Count the lines in the rows below that contain the string "windshield", treating uppercase and lowercase as different, and give only the number.

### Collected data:
####
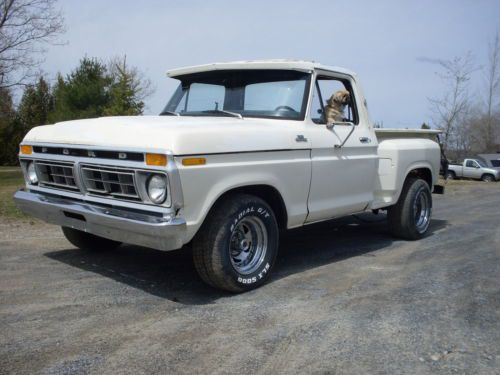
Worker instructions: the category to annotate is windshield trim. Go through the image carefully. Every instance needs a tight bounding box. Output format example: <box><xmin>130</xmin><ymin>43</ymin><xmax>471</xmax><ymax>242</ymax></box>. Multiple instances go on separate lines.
<box><xmin>161</xmin><ymin>69</ymin><xmax>313</xmax><ymax>121</ymax></box>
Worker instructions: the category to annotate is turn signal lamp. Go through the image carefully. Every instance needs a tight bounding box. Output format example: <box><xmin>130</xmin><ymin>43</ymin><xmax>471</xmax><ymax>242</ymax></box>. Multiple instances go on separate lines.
<box><xmin>182</xmin><ymin>158</ymin><xmax>207</xmax><ymax>166</ymax></box>
<box><xmin>21</xmin><ymin>145</ymin><xmax>33</xmax><ymax>155</ymax></box>
<box><xmin>146</xmin><ymin>154</ymin><xmax>167</xmax><ymax>166</ymax></box>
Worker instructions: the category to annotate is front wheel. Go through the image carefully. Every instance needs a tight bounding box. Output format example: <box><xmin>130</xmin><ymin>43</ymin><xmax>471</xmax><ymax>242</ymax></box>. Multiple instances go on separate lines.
<box><xmin>387</xmin><ymin>177</ymin><xmax>432</xmax><ymax>240</ymax></box>
<box><xmin>193</xmin><ymin>194</ymin><xmax>279</xmax><ymax>292</ymax></box>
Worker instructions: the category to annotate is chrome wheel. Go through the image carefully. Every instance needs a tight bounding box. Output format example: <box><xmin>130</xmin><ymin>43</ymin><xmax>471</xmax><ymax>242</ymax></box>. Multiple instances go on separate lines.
<box><xmin>413</xmin><ymin>190</ymin><xmax>431</xmax><ymax>233</ymax></box>
<box><xmin>229</xmin><ymin>216</ymin><xmax>268</xmax><ymax>275</ymax></box>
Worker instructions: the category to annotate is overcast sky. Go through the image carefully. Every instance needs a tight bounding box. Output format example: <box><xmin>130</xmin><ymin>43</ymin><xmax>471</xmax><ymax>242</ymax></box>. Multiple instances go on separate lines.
<box><xmin>43</xmin><ymin>0</ymin><xmax>500</xmax><ymax>127</ymax></box>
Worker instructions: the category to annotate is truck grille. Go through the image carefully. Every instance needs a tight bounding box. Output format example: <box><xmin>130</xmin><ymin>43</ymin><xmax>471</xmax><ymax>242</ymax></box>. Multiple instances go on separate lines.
<box><xmin>35</xmin><ymin>161</ymin><xmax>79</xmax><ymax>191</ymax></box>
<box><xmin>81</xmin><ymin>165</ymin><xmax>141</xmax><ymax>201</ymax></box>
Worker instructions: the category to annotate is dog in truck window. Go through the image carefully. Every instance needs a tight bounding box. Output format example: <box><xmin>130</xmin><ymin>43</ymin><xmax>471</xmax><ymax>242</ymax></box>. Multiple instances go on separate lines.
<box><xmin>325</xmin><ymin>90</ymin><xmax>351</xmax><ymax>124</ymax></box>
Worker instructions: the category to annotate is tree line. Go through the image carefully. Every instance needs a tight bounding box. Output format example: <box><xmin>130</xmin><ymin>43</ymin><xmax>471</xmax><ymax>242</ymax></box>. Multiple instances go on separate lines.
<box><xmin>0</xmin><ymin>57</ymin><xmax>152</xmax><ymax>165</ymax></box>
<box><xmin>424</xmin><ymin>34</ymin><xmax>500</xmax><ymax>160</ymax></box>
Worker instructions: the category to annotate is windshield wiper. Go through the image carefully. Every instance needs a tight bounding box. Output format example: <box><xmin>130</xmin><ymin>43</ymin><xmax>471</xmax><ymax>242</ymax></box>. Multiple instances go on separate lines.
<box><xmin>201</xmin><ymin>108</ymin><xmax>243</xmax><ymax>120</ymax></box>
<box><xmin>160</xmin><ymin>111</ymin><xmax>180</xmax><ymax>116</ymax></box>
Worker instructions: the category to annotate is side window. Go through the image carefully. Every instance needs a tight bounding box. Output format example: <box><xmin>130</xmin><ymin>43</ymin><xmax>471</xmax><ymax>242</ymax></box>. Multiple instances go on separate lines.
<box><xmin>311</xmin><ymin>77</ymin><xmax>358</xmax><ymax>124</ymax></box>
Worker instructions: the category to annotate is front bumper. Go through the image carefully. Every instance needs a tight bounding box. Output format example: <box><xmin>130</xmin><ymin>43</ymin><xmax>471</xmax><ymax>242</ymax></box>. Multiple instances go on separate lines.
<box><xmin>14</xmin><ymin>190</ymin><xmax>186</xmax><ymax>250</ymax></box>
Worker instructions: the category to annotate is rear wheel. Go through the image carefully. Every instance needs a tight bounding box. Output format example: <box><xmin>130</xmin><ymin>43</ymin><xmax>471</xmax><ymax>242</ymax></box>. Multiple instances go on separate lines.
<box><xmin>481</xmin><ymin>174</ymin><xmax>495</xmax><ymax>182</ymax></box>
<box><xmin>62</xmin><ymin>227</ymin><xmax>121</xmax><ymax>251</ymax></box>
<box><xmin>387</xmin><ymin>177</ymin><xmax>432</xmax><ymax>240</ymax></box>
<box><xmin>193</xmin><ymin>194</ymin><xmax>279</xmax><ymax>292</ymax></box>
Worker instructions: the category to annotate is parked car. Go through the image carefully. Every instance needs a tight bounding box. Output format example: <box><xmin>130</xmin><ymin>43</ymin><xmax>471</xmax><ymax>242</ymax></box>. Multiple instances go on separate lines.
<box><xmin>478</xmin><ymin>153</ymin><xmax>500</xmax><ymax>169</ymax></box>
<box><xmin>446</xmin><ymin>159</ymin><xmax>500</xmax><ymax>182</ymax></box>
<box><xmin>15</xmin><ymin>61</ymin><xmax>443</xmax><ymax>292</ymax></box>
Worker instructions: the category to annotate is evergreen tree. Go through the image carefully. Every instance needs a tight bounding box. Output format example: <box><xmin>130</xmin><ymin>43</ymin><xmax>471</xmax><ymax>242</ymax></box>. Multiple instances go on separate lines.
<box><xmin>0</xmin><ymin>87</ymin><xmax>23</xmax><ymax>165</ymax></box>
<box><xmin>18</xmin><ymin>77</ymin><xmax>54</xmax><ymax>130</ymax></box>
<box><xmin>50</xmin><ymin>57</ymin><xmax>112</xmax><ymax>122</ymax></box>
<box><xmin>104</xmin><ymin>56</ymin><xmax>150</xmax><ymax>116</ymax></box>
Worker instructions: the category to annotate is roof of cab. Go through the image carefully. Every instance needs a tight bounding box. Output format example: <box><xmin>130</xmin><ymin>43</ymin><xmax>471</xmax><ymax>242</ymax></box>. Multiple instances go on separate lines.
<box><xmin>167</xmin><ymin>60</ymin><xmax>355</xmax><ymax>78</ymax></box>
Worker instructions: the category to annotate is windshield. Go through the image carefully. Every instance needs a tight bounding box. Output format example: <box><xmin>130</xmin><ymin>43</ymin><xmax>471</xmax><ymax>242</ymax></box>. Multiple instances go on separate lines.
<box><xmin>161</xmin><ymin>70</ymin><xmax>310</xmax><ymax>120</ymax></box>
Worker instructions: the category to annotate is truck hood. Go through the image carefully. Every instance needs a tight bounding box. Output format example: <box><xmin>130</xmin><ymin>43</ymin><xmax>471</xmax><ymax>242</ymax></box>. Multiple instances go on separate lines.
<box><xmin>24</xmin><ymin>116</ymin><xmax>306</xmax><ymax>155</ymax></box>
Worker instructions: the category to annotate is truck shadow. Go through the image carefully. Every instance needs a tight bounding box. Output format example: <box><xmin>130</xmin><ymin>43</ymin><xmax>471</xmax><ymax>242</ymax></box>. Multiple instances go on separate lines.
<box><xmin>44</xmin><ymin>214</ymin><xmax>447</xmax><ymax>305</ymax></box>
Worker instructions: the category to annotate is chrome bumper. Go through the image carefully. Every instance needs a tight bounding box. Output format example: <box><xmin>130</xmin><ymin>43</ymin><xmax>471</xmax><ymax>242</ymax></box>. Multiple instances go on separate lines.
<box><xmin>14</xmin><ymin>190</ymin><xmax>186</xmax><ymax>250</ymax></box>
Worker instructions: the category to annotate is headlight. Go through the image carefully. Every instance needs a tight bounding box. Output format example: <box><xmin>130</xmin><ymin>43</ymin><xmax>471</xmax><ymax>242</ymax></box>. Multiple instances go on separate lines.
<box><xmin>147</xmin><ymin>174</ymin><xmax>167</xmax><ymax>204</ymax></box>
<box><xmin>26</xmin><ymin>162</ymin><xmax>38</xmax><ymax>185</ymax></box>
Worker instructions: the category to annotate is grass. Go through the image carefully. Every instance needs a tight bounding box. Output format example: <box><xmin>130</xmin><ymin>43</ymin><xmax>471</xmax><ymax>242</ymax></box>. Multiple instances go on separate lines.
<box><xmin>0</xmin><ymin>167</ymin><xmax>27</xmax><ymax>220</ymax></box>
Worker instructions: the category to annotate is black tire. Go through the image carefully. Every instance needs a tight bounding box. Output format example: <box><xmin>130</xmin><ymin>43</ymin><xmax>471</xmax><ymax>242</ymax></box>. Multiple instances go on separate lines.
<box><xmin>481</xmin><ymin>174</ymin><xmax>495</xmax><ymax>182</ymax></box>
<box><xmin>61</xmin><ymin>227</ymin><xmax>121</xmax><ymax>252</ymax></box>
<box><xmin>387</xmin><ymin>177</ymin><xmax>432</xmax><ymax>240</ymax></box>
<box><xmin>193</xmin><ymin>194</ymin><xmax>279</xmax><ymax>292</ymax></box>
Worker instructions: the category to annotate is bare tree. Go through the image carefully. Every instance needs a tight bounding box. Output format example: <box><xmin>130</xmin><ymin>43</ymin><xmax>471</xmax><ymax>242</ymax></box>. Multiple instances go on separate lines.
<box><xmin>419</xmin><ymin>53</ymin><xmax>477</xmax><ymax>153</ymax></box>
<box><xmin>0</xmin><ymin>0</ymin><xmax>64</xmax><ymax>87</ymax></box>
<box><xmin>484</xmin><ymin>33</ymin><xmax>500</xmax><ymax>152</ymax></box>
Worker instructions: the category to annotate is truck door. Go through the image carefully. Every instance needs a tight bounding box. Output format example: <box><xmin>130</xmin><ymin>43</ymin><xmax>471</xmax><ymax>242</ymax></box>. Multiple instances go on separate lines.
<box><xmin>306</xmin><ymin>72</ymin><xmax>378</xmax><ymax>222</ymax></box>
<box><xmin>464</xmin><ymin>159</ymin><xmax>481</xmax><ymax>179</ymax></box>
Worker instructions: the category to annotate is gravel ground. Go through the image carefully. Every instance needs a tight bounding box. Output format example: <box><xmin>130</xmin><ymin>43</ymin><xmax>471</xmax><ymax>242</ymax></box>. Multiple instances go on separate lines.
<box><xmin>0</xmin><ymin>182</ymin><xmax>500</xmax><ymax>374</ymax></box>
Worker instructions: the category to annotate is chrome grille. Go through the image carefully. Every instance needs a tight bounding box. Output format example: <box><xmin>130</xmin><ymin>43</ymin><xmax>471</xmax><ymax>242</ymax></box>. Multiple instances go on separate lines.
<box><xmin>81</xmin><ymin>165</ymin><xmax>141</xmax><ymax>201</ymax></box>
<box><xmin>35</xmin><ymin>161</ymin><xmax>79</xmax><ymax>190</ymax></box>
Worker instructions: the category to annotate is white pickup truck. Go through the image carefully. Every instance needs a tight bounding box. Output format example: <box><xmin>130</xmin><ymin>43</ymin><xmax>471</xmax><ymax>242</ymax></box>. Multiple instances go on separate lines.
<box><xmin>15</xmin><ymin>60</ymin><xmax>443</xmax><ymax>292</ymax></box>
<box><xmin>446</xmin><ymin>159</ymin><xmax>500</xmax><ymax>182</ymax></box>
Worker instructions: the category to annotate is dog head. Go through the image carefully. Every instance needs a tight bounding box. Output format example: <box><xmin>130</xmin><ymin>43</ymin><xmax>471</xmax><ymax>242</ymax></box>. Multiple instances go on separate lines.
<box><xmin>328</xmin><ymin>90</ymin><xmax>351</xmax><ymax>106</ymax></box>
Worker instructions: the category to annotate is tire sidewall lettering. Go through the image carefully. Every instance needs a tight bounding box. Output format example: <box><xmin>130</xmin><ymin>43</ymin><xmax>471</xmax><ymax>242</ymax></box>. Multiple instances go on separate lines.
<box><xmin>228</xmin><ymin>204</ymin><xmax>275</xmax><ymax>285</ymax></box>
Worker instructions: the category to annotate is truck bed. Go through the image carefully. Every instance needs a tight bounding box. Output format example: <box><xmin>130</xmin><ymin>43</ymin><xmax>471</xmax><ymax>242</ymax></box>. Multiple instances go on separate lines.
<box><xmin>375</xmin><ymin>128</ymin><xmax>442</xmax><ymax>141</ymax></box>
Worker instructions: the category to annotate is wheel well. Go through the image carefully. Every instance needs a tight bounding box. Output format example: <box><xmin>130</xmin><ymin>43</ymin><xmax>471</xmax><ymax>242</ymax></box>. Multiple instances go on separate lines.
<box><xmin>406</xmin><ymin>168</ymin><xmax>432</xmax><ymax>191</ymax></box>
<box><xmin>212</xmin><ymin>185</ymin><xmax>288</xmax><ymax>230</ymax></box>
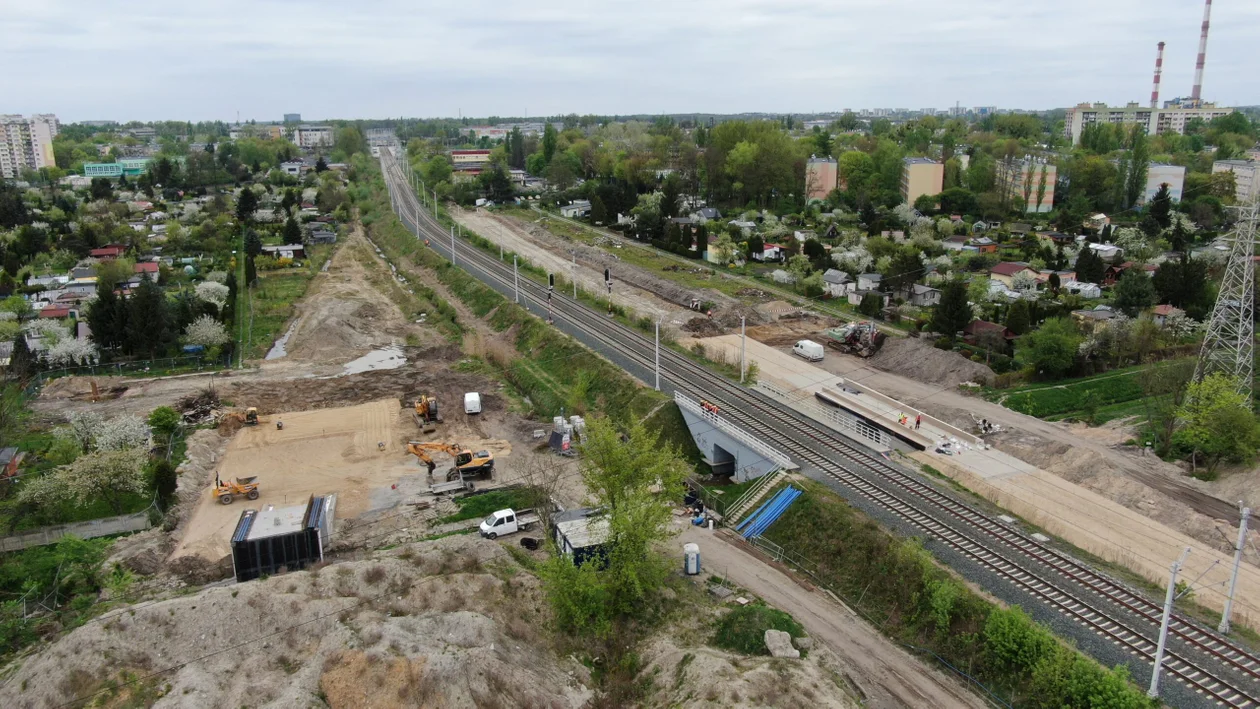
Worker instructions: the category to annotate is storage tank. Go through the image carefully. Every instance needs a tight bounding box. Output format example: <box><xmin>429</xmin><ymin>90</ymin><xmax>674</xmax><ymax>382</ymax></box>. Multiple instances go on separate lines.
<box><xmin>683</xmin><ymin>543</ymin><xmax>701</xmax><ymax>576</ymax></box>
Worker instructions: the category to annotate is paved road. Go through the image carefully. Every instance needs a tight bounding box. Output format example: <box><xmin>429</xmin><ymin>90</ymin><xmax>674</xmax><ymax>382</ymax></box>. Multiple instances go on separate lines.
<box><xmin>679</xmin><ymin>520</ymin><xmax>987</xmax><ymax>709</ymax></box>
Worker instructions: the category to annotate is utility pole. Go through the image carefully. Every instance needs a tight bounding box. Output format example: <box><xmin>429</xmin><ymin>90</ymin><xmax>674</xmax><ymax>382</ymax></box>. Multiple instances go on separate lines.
<box><xmin>1147</xmin><ymin>547</ymin><xmax>1189</xmax><ymax>699</ymax></box>
<box><xmin>1216</xmin><ymin>501</ymin><xmax>1251</xmax><ymax>632</ymax></box>
<box><xmin>740</xmin><ymin>316</ymin><xmax>747</xmax><ymax>384</ymax></box>
<box><xmin>656</xmin><ymin>319</ymin><xmax>660</xmax><ymax>392</ymax></box>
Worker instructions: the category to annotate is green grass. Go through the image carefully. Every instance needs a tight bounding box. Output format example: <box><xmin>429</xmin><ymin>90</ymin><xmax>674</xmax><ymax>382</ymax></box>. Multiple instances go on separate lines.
<box><xmin>713</xmin><ymin>603</ymin><xmax>805</xmax><ymax>655</ymax></box>
<box><xmin>984</xmin><ymin>363</ymin><xmax>1189</xmax><ymax>424</ymax></box>
<box><xmin>437</xmin><ymin>487</ymin><xmax>533</xmax><ymax>524</ymax></box>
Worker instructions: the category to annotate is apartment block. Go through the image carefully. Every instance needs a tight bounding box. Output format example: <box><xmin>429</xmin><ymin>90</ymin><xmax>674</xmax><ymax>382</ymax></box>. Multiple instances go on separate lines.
<box><xmin>1063</xmin><ymin>102</ymin><xmax>1234</xmax><ymax>145</ymax></box>
<box><xmin>0</xmin><ymin>113</ymin><xmax>60</xmax><ymax>180</ymax></box>
<box><xmin>998</xmin><ymin>157</ymin><xmax>1058</xmax><ymax>213</ymax></box>
<box><xmin>294</xmin><ymin>126</ymin><xmax>333</xmax><ymax>147</ymax></box>
<box><xmin>901</xmin><ymin>157</ymin><xmax>945</xmax><ymax>204</ymax></box>
<box><xmin>1212</xmin><ymin>160</ymin><xmax>1260</xmax><ymax>203</ymax></box>
<box><xmin>805</xmin><ymin>157</ymin><xmax>839</xmax><ymax>199</ymax></box>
####
### OUTPUT:
3